#### ARTIGO ####

A Química postularia que cerca de 99% do humano é formado por oxigênio, carbono, hidrogênio, nitrogênio, cálcio e fósforo.
Em complemento à teoria química, o poeta nordestino e possivelmente biólogo autodidata, Wesley Oliveira da Silva, o Safadão, diria em uma famosa composição que aquele 1% restante é vagabundo.
Já Sócrates, no campo filosófico, enfatizava que o humano é feito de racionalidade, enquanto Platão afirmava que é de alma.
No livro “Os Irmãos Karamázov”, o russo Dostoievski nos fala que o homem é feito de um vazio do tamanho de Deus.
Isso é curioso, uma vez que as escrituras sagradas do livro de Gênesis revelam que o ser humano é feito “à imagem e semelhança de Deus”.
Mas se somos feitos à imagem e semelhança de Deus e, concomitantemente, temos um vazio do tamanho Dele, seria o Todo-Poderoso um grande vazio? E levando-se em conta que vazio é ausência, é possível cravar que Ele não existe?

#### DADOS FORNECIDOS ####

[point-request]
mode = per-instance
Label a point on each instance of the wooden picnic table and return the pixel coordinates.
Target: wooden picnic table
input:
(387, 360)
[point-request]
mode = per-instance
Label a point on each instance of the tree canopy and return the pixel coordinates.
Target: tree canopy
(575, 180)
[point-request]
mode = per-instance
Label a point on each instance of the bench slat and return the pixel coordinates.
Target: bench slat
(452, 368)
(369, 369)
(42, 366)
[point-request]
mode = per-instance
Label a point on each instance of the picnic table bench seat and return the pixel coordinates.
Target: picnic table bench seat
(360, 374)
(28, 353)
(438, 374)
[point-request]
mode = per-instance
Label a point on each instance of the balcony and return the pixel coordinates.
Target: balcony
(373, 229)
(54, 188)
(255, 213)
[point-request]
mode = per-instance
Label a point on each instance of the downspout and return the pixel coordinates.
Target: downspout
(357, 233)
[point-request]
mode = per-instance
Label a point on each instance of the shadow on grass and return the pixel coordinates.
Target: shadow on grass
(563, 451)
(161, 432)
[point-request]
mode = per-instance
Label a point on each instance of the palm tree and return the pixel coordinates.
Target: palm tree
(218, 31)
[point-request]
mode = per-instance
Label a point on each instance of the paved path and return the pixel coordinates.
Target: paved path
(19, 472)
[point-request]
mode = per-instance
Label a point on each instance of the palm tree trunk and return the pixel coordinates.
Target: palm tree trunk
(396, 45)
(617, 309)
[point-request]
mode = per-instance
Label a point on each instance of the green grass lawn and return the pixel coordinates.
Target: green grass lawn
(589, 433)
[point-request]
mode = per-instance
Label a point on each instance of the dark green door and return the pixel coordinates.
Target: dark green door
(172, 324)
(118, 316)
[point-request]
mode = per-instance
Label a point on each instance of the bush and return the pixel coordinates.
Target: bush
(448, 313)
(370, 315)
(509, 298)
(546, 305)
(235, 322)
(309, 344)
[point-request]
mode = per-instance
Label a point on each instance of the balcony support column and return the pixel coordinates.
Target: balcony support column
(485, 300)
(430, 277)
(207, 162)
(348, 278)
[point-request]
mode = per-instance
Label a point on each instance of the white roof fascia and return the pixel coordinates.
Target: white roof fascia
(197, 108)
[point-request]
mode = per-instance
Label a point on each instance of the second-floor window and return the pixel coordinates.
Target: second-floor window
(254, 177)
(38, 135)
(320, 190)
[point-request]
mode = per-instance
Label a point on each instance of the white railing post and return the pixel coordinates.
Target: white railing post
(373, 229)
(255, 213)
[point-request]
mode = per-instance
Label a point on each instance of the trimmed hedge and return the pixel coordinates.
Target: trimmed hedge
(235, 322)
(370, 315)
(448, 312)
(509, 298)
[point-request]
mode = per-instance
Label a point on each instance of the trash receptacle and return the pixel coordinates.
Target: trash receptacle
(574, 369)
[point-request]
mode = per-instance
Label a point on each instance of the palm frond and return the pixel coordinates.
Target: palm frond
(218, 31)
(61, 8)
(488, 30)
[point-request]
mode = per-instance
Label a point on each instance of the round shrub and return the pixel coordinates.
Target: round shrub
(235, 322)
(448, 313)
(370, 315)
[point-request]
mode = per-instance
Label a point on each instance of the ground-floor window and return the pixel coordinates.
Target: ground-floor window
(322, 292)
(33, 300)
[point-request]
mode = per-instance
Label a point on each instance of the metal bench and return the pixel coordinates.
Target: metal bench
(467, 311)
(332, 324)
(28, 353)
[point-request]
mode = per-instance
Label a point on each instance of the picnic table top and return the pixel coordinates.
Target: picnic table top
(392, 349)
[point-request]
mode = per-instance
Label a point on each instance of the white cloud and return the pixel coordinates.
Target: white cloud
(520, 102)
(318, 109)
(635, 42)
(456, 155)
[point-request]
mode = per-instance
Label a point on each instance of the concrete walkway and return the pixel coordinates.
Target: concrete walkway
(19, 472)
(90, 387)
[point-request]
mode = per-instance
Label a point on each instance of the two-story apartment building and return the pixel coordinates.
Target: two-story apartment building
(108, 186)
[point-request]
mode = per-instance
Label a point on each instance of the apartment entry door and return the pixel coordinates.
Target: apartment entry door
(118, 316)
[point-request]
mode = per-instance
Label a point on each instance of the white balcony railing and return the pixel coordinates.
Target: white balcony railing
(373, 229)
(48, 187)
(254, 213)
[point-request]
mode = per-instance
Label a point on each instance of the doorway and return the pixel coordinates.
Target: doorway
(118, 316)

####
#### DADOS FORNECIDOS ####

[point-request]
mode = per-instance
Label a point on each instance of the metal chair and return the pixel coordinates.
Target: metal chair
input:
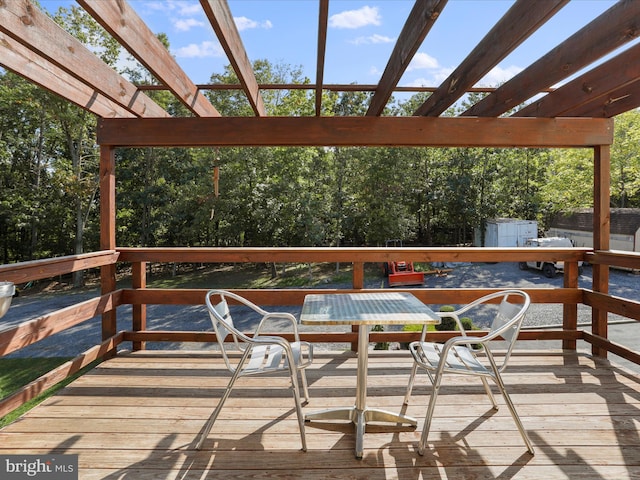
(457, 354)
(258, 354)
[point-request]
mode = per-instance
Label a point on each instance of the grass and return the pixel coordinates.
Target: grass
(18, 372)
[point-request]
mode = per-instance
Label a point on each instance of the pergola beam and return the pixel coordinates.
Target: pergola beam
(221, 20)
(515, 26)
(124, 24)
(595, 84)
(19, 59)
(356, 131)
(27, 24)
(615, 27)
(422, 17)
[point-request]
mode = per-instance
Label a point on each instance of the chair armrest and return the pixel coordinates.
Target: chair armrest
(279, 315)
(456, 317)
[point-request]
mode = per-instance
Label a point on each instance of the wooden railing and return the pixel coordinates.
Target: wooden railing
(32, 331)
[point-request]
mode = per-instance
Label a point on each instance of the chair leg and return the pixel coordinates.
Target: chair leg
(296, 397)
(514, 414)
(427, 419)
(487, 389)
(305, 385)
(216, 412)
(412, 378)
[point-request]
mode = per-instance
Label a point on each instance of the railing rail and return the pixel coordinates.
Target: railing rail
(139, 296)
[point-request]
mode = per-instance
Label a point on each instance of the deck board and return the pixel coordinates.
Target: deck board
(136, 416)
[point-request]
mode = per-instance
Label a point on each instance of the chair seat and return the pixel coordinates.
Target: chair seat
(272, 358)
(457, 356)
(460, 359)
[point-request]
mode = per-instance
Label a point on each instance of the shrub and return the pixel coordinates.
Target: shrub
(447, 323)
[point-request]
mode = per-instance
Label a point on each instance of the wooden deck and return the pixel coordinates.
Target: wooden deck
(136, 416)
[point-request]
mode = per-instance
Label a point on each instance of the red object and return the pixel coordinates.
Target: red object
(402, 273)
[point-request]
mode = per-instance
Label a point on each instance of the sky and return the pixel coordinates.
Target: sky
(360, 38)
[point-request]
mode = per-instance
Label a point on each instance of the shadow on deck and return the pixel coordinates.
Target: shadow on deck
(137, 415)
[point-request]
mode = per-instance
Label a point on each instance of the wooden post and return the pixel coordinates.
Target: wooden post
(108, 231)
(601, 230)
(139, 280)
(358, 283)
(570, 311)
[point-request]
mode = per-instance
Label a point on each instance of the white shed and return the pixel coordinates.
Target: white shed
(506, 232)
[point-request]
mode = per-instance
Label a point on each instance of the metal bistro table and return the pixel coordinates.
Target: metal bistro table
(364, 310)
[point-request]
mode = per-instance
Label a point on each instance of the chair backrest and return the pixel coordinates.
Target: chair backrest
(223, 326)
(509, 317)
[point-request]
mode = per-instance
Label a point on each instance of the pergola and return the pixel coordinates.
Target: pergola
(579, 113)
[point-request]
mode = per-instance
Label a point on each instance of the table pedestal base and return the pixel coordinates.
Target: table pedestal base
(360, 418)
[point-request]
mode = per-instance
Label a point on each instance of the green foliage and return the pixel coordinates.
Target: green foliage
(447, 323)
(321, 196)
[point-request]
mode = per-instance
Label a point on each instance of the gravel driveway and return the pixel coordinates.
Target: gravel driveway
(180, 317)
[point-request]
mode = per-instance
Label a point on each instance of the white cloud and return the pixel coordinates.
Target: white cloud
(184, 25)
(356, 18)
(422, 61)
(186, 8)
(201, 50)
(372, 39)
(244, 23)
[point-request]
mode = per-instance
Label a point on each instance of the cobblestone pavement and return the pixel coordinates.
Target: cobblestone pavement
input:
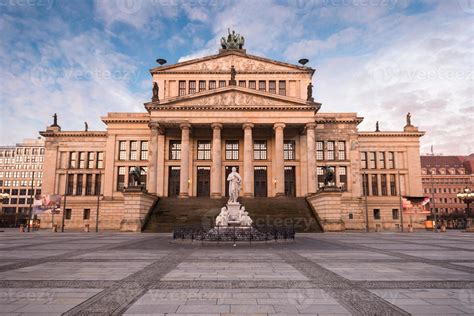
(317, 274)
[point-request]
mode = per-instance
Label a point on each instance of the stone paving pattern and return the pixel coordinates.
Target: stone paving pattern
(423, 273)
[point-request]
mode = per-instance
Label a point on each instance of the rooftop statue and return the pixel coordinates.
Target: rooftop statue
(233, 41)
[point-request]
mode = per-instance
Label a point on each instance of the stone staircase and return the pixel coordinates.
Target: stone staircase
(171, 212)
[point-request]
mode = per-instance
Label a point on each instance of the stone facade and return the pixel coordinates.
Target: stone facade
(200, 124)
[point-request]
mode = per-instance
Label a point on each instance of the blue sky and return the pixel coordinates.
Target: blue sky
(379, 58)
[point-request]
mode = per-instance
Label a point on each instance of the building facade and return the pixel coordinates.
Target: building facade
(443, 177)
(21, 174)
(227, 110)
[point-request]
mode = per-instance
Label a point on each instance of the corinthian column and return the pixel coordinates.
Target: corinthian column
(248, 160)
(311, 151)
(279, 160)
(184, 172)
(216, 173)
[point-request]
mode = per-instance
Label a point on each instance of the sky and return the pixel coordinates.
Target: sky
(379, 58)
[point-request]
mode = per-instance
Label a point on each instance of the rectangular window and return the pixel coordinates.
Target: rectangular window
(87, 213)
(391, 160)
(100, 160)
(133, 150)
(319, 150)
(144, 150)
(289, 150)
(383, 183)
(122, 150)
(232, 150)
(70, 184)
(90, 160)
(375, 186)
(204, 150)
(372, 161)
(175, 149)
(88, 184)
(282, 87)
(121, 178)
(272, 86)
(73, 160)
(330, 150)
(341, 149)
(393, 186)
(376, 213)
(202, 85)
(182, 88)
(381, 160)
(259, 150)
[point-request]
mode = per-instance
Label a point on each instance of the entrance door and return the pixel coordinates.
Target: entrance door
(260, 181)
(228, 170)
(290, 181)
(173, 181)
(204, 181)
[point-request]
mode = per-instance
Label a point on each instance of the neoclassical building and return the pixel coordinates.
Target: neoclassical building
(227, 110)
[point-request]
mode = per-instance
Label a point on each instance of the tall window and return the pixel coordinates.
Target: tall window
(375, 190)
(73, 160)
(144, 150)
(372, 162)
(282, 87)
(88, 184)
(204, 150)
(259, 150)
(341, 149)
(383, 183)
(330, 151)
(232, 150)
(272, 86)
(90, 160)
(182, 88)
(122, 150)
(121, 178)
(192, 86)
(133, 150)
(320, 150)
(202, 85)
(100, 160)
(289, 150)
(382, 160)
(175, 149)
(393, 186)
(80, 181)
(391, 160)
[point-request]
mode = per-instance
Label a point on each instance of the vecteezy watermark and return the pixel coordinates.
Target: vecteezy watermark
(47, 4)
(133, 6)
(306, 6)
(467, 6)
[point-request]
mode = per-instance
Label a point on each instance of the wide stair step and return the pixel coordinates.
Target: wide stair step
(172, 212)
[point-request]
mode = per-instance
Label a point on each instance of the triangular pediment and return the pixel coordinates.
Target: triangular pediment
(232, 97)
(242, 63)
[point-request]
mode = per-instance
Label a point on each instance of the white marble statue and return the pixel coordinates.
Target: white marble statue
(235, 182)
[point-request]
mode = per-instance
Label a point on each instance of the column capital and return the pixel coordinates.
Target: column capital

####
#### DADOS FORNECIDOS ####

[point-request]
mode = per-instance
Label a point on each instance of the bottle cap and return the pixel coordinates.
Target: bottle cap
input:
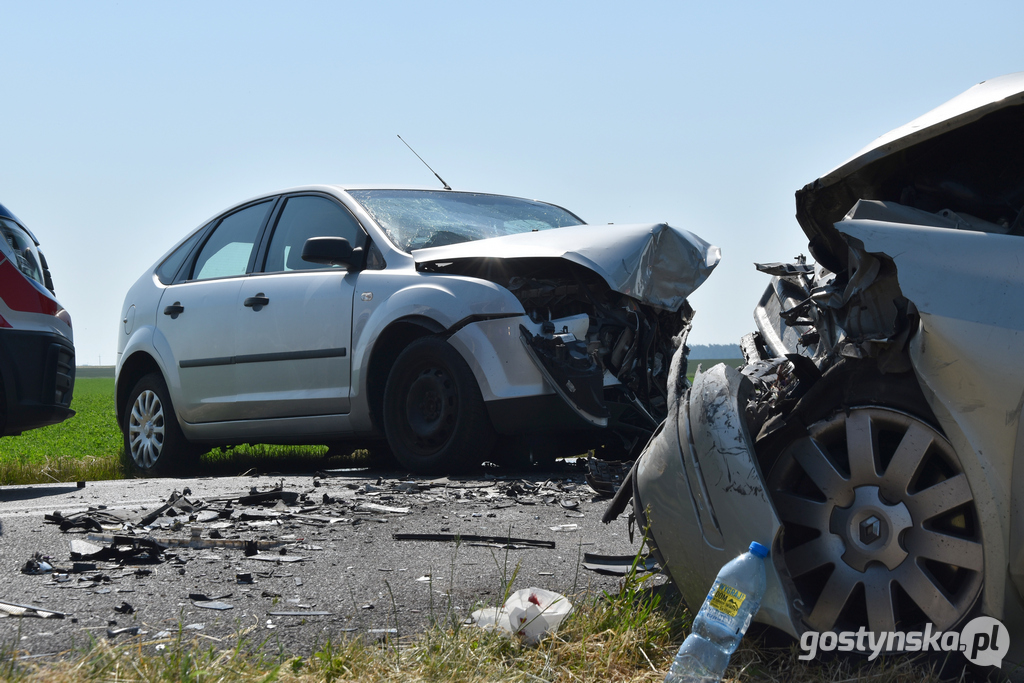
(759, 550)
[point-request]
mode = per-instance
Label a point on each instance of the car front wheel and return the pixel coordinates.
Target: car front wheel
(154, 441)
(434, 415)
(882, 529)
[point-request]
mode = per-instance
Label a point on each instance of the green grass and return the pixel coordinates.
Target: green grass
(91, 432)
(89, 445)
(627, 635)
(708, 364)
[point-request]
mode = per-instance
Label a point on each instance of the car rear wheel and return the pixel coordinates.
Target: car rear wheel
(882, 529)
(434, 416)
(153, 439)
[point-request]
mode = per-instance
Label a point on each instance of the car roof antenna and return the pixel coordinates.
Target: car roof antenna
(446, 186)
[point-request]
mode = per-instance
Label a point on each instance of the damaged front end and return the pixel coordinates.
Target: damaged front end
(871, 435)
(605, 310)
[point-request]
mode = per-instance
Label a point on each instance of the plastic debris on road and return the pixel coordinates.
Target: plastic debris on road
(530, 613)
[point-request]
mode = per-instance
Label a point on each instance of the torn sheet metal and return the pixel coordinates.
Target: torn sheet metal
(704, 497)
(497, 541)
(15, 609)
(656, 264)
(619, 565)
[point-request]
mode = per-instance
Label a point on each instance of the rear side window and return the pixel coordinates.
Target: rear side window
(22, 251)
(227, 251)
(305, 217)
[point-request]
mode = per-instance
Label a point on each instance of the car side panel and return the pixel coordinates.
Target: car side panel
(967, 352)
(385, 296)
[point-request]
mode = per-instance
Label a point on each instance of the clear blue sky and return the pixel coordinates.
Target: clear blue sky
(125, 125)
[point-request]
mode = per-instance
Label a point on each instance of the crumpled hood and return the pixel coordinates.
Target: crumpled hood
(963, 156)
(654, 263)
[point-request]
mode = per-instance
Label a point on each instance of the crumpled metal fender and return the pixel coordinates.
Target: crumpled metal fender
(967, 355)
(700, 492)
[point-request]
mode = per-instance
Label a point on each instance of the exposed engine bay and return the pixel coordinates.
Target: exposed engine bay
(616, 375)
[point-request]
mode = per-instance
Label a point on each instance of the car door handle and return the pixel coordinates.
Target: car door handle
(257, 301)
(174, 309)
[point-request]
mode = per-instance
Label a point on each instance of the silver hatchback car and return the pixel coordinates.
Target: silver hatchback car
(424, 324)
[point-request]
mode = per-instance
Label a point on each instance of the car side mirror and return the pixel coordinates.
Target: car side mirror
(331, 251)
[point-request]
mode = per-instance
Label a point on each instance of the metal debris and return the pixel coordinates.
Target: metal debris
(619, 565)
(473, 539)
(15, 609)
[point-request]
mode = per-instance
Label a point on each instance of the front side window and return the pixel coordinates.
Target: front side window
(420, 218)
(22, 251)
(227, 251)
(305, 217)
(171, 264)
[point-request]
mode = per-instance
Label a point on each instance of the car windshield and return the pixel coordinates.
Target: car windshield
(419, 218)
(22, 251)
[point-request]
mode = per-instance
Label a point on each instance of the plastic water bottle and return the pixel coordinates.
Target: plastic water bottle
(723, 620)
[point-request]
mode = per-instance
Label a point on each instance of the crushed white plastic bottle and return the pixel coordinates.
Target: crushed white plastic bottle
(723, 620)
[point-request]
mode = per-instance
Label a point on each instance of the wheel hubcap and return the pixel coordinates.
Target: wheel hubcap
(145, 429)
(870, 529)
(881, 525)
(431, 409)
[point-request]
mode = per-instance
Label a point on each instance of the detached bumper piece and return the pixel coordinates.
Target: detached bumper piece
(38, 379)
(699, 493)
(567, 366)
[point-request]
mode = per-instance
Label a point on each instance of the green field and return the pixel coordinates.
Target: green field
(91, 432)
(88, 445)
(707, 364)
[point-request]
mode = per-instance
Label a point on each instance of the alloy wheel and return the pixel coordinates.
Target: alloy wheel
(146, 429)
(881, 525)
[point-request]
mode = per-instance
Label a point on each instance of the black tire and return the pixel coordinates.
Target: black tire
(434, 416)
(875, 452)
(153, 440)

####

▸ TAREFAS A FAZER
1. Transcreva fielmente o trecho do artigo sobre a composição do ser humano que abre com as palavras que contêm "Em complemento à" e fecha com "restante é vagabundo.".
2. Por favor, dê continuidade ao artigo sobre a composição do ser humano a partir do ponto em que ele termina.
Os dados não têm nenhum papel nisto.

▸ RESPOSTAS EM ORDEM
1.
Em complemento à teoria química, o poeta nordestino e possivelmente biólogo autodidata, Wesley Oliveira da Silva, o Safadão, diria em uma famosa composição que aquele 1% restante é vagabundo.

2.
Minha tia Zulmira, lá de Seropédica, por muitos anos frequentou a Igreja Deus é Amor.
Se Deus é amor, ao passo que ele também é vazio, seria o amor um sentimento inexistente?
Bom... não sei falar muito sobre amor. Sou filho único, e minha mãe morreu quando eu tinha três anos. Não cheguei a conhecer meu pai, mas certa vez a tia Zulmira, lá de Seropédica, me contou que minha mãe teve um breve relacionamento com um jogador de futebol do Vasco nos anos 80. Minha tia não soube me dizer quem era o craque, afinal, a irmã dela levou o nome do meu pai consigo, em segredo, para o caixão. Um bom tempo depois, olhando o álbum de figurinhas do Campeonato Brasileiro de 1989 que encontrei em um sebo em Jacarepaguá, me achei parecido Sorato, que fez o gol do nosso título naquele mesmo torneio. Nunca o procurei, mas passei a ter a certeza que sim, sou filho do Sorato. Não que eu o ame, longe disso – nunca o vi pessoalmente, e ele nem sabe da minha existência. Mas eu amo o Vascão - pelo menos eu acho que é amor.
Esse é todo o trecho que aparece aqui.